Your objective: Beginning with the line that contains "Question. Place a dot on every instance of the tree trunk", reproduce the remaining lines of the material exactly, up to and including the last one, but no pictures.

(Pointing and labeling entries)
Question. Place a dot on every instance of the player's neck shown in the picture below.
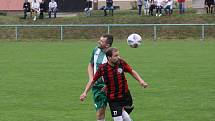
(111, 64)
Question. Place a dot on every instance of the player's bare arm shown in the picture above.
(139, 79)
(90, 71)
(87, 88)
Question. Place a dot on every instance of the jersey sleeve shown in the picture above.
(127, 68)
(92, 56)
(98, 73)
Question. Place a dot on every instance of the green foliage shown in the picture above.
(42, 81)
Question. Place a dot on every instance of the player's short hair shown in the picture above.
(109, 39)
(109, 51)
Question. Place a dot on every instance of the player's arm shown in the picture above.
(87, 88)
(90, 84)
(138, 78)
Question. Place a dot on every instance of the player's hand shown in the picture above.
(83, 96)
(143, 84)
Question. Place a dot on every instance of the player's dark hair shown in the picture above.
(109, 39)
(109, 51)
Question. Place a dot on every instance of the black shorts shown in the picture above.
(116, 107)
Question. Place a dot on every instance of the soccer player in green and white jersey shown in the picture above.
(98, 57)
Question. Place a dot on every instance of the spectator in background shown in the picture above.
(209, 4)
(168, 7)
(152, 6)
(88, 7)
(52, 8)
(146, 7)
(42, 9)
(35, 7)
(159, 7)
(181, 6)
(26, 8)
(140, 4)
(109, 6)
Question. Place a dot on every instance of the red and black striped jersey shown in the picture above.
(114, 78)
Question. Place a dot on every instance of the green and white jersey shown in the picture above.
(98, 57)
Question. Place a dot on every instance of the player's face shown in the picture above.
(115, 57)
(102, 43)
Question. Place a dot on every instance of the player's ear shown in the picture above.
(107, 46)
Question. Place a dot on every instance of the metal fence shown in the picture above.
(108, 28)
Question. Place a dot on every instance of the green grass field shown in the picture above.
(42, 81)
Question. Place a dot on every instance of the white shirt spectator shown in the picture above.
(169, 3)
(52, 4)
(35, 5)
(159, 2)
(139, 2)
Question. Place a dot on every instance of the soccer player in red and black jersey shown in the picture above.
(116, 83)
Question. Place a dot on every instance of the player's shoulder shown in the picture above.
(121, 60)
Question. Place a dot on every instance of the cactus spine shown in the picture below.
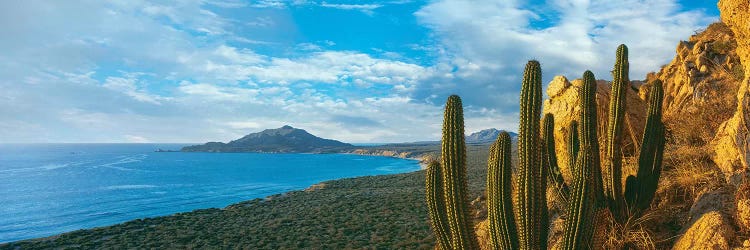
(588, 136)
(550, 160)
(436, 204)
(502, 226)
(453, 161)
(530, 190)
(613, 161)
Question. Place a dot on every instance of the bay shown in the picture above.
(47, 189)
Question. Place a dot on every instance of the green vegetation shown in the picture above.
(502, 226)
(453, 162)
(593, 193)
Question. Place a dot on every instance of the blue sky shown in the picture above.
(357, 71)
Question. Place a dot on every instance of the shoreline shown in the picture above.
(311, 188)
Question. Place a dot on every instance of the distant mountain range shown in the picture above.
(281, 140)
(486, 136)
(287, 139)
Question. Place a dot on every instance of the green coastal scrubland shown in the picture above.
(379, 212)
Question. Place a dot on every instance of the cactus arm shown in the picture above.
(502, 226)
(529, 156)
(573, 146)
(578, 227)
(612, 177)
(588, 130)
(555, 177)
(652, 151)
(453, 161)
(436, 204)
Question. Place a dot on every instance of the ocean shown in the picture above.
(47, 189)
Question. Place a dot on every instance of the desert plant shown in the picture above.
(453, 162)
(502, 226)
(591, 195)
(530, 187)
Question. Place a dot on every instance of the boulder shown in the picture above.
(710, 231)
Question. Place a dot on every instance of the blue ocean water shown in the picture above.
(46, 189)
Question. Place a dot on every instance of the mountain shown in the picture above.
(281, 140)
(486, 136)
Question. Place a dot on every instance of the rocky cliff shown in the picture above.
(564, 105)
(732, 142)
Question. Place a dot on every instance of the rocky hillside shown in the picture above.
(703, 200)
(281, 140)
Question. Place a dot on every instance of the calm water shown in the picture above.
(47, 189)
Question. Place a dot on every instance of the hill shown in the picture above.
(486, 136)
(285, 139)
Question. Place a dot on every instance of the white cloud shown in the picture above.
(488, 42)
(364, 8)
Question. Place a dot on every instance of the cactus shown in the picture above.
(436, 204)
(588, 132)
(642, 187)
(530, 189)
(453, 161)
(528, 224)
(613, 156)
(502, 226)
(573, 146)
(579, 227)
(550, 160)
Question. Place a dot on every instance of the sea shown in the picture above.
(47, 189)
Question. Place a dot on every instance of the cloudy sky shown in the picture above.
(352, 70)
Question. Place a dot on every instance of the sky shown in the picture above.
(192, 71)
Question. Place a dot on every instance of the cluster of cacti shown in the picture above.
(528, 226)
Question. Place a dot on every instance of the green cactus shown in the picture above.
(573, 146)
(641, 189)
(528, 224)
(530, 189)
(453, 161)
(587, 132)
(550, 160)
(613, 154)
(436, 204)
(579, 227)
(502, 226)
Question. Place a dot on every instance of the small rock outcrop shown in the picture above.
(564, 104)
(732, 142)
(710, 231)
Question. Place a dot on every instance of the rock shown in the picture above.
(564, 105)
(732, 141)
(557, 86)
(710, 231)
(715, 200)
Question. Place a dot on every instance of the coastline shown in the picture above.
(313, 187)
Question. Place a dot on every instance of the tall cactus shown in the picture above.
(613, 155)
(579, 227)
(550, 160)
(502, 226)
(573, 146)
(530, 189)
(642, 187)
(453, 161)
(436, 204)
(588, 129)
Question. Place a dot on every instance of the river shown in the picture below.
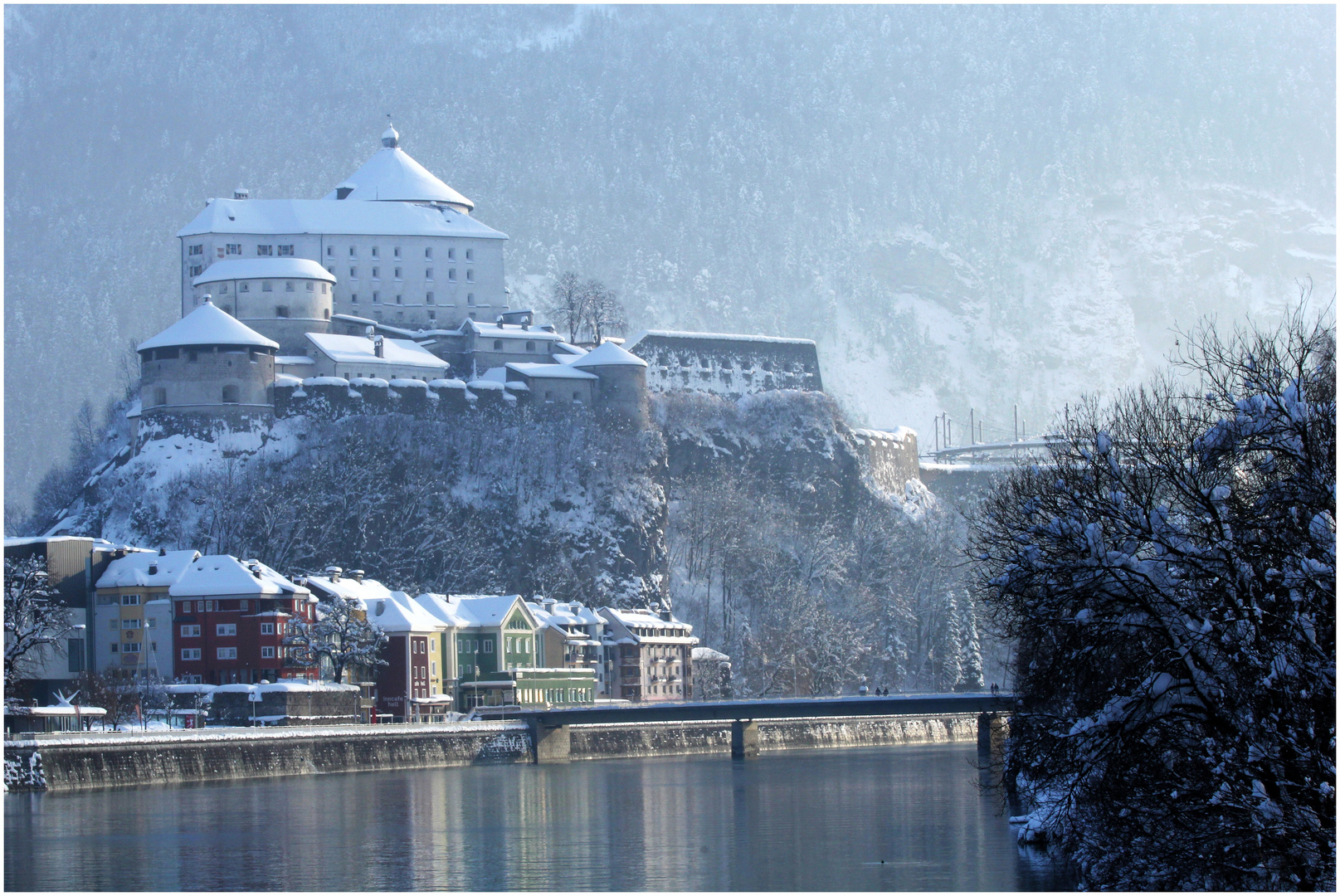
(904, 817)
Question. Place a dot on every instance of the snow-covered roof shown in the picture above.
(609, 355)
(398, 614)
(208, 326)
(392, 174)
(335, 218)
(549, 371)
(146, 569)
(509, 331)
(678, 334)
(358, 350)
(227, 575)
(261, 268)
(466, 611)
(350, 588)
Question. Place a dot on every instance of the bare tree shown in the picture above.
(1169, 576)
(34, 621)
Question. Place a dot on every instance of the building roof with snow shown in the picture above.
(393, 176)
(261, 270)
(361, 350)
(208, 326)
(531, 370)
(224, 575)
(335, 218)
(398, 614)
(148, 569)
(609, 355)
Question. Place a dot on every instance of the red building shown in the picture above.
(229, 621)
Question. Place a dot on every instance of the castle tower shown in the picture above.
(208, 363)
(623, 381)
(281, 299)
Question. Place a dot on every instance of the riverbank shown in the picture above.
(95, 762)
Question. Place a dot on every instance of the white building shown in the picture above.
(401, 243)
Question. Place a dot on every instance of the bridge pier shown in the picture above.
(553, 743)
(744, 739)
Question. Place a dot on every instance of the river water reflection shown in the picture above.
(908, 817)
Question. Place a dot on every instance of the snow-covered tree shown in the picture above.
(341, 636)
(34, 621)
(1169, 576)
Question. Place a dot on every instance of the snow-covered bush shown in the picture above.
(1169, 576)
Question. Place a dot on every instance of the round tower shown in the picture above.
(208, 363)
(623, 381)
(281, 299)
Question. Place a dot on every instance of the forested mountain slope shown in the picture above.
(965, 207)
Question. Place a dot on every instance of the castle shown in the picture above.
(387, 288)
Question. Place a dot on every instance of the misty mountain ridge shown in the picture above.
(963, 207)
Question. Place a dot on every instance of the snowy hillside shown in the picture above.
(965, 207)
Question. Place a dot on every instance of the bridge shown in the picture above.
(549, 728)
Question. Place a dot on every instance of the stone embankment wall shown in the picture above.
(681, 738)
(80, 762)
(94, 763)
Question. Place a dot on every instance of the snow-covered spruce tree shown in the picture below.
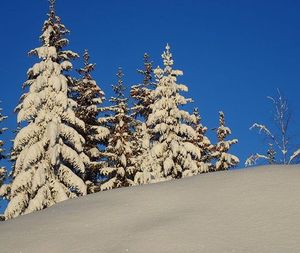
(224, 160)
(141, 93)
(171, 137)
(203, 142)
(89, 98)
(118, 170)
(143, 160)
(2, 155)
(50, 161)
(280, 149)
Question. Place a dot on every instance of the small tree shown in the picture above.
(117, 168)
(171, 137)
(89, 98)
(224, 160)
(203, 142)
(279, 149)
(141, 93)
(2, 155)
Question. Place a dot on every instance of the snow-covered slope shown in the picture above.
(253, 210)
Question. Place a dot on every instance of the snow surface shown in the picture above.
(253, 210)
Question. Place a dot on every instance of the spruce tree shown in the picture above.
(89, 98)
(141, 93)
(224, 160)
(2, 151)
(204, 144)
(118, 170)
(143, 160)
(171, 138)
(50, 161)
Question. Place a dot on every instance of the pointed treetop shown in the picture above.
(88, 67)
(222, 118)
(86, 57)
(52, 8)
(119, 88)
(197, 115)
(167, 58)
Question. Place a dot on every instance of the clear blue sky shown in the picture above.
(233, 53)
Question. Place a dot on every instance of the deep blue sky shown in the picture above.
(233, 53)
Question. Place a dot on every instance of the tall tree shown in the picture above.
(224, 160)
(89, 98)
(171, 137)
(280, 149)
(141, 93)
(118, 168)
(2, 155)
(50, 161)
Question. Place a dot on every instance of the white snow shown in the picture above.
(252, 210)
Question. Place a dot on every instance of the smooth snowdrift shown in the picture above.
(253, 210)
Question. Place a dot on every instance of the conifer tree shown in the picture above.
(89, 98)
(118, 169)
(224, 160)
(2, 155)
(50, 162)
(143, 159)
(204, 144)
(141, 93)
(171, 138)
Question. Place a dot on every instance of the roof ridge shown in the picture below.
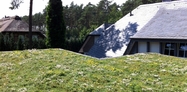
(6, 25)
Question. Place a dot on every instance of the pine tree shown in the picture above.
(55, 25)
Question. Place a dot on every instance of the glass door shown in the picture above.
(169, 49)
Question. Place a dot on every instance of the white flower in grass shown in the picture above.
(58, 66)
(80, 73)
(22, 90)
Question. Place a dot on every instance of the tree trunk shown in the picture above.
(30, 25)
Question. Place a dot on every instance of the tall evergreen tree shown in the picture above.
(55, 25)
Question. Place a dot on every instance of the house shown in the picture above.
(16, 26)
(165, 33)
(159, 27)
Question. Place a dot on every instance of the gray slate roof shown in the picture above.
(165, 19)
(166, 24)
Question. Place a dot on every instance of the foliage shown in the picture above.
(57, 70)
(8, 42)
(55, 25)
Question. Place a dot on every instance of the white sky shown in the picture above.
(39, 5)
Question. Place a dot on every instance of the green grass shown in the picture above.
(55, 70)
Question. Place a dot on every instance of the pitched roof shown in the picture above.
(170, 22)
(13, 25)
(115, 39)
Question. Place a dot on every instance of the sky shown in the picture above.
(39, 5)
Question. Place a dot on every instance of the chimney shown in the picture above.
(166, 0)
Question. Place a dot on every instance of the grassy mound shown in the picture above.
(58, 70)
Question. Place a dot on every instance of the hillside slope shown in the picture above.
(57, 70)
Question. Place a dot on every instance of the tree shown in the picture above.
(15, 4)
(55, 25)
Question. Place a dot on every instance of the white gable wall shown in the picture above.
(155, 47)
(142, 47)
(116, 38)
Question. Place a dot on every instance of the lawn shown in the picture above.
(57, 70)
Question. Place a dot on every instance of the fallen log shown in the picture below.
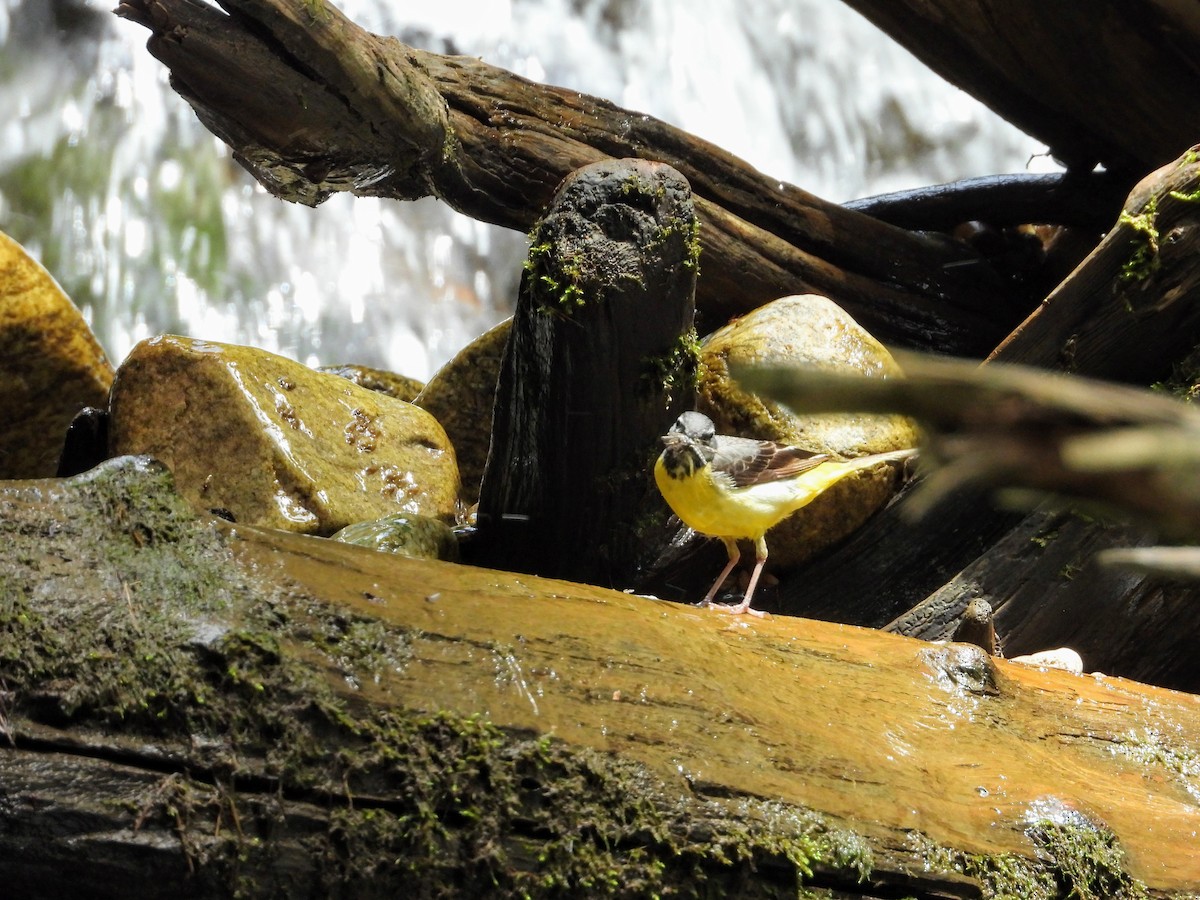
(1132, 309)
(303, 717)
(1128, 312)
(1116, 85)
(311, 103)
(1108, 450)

Task output:
Question. Place a dot on every instance of the tree trunk shown in the picture above.
(30, 25)
Question. Place a dot on every instance of the tall evergreen tree shown in the picture above.
(55, 25)
Question. Place a dot on every instance of the house shown in the picture above.
(16, 26)
(165, 33)
(159, 27)
Question. Place a dot on every instance of the gray slate roof shown in the picture above.
(165, 19)
(166, 24)
Question. Place a dot on every instance of the foliage shown in the picture above.
(57, 70)
(8, 42)
(55, 25)
Question. Place a dot on every instance of the white sky shown in the picture above.
(39, 5)
Question. Place a dot on every instance of the green grass shown in the picture above.
(55, 70)
Question. Place a dot on every instance of the pitched roof shown in the picture above.
(170, 22)
(13, 25)
(115, 39)
Question. Place a dot on every instance of the sky shown in the picture above.
(39, 5)
Question. Place a dot on every instance of the chimney shown in the picture above.
(166, 0)
Question. Place a dot on every instance of the grassy mound shown in the picture above.
(58, 70)
Question. Place a dot on every instance of the hillside slope shown in the picture above.
(57, 70)
Question. Place a dot on every instance of the tree shown in the picture above.
(15, 4)
(55, 25)
Question. Place a dot on every instance of the white gable wall shown in the picture above.
(155, 47)
(142, 47)
(116, 38)
Question. Place a dot on every instance of the lawn shown in the picture above.
(57, 70)
Question. Place a dot on every instance of the fallen log shown in the picture below.
(1132, 309)
(303, 717)
(1128, 312)
(1116, 85)
(311, 103)
(1108, 450)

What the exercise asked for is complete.